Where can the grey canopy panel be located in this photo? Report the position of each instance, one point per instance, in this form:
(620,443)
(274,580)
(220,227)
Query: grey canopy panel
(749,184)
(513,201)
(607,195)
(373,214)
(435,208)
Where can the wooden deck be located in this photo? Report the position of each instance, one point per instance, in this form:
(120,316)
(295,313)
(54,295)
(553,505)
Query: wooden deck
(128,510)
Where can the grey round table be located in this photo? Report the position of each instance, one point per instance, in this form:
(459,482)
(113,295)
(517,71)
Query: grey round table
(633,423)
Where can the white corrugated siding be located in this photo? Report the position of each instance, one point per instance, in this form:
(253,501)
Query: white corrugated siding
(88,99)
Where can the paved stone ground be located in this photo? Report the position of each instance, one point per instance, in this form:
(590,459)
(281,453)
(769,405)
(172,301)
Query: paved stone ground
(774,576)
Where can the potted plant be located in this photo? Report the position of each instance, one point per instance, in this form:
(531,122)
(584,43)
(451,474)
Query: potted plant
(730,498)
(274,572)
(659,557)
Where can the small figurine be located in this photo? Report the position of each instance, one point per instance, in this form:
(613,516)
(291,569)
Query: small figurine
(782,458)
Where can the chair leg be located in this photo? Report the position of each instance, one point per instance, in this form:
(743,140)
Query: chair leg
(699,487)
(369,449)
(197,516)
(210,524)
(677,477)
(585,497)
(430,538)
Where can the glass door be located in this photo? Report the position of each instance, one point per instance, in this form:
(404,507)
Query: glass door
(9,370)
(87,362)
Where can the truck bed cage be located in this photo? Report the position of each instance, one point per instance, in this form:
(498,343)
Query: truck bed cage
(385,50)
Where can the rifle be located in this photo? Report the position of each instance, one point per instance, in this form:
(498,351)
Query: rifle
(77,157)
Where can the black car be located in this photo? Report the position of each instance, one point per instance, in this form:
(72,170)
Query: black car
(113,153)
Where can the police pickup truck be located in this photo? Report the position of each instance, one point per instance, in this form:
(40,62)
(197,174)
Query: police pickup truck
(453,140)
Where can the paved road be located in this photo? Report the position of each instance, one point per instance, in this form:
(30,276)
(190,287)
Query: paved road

* * *

* [Problem to work on] Output each record exactly, leaving nothing out.

* [Solution to this task]
Where can the grey canopy panel be located in this photo? Report the position of each instance, one point per instance, in this form:
(620,443)
(274,580)
(220,227)
Query: grey canopy panel
(749,184)
(513,201)
(607,195)
(373,214)
(435,208)
Where can the wooden deck be located in this photo? Report the position of each instance, one point per instance, in this form:
(120,316)
(295,313)
(54,295)
(553,505)
Query: wooden deck
(128,510)
Where can the grey round table be located in this photo? Report the position of each instance, one point per instance, in this form:
(459,482)
(113,295)
(517,71)
Query: grey round table
(633,423)
Where can the white corrugated siding be located in this photo? Report the position of each instance, one point per instance, in this form:
(253,501)
Query: white corrugated siding
(88,99)
Where can the paved stone ground be located in this photo? Report the position of each instance, one point per instance, in this form:
(590,459)
(281,453)
(769,405)
(172,301)
Query: paved stone ground
(774,576)
Where can the potted plant be located in this photo? Report the position of each instance, one point per instance, in this form:
(531,122)
(584,43)
(451,474)
Query: potted plant
(730,498)
(274,572)
(659,557)
Where can the small figurine be located in this photo? Report the position of each instance, one point per instance, in this form:
(613,516)
(291,569)
Query: small figurine
(782,458)
Where can the chair leg be located in this photo? Report the position of each instance, one point per instance, in this form:
(743,140)
Query: chair leg
(699,487)
(369,449)
(197,516)
(210,524)
(677,477)
(585,497)
(430,538)
Where can the glass door be located in this photo? Report the position of each instance, one point per instance, in this form:
(404,507)
Query: glass door
(9,370)
(87,362)
Where can the truck bed cage be located in this photo? Report the position of each instance, one point per instance, in this form:
(498,343)
Query: truck bed cage
(385,50)
Where can the rifle be located in this photo? Report the position of each instance, one point per instance, in this form:
(498,351)
Query: rifle
(77,157)
Where can the black car be located in this photo? Report the position of each instance, one point per instance, in this form:
(72,170)
Query: black car
(113,153)
Where can the police pickup truck be located in this photo? Report the position of each instance, one point per instance, in this form:
(40,62)
(197,174)
Query: police pickup truck
(453,140)
Where can the paved road be located in this photo? Report the position of each instance, one point per instance, in this form:
(30,276)
(190,287)
Query: paved road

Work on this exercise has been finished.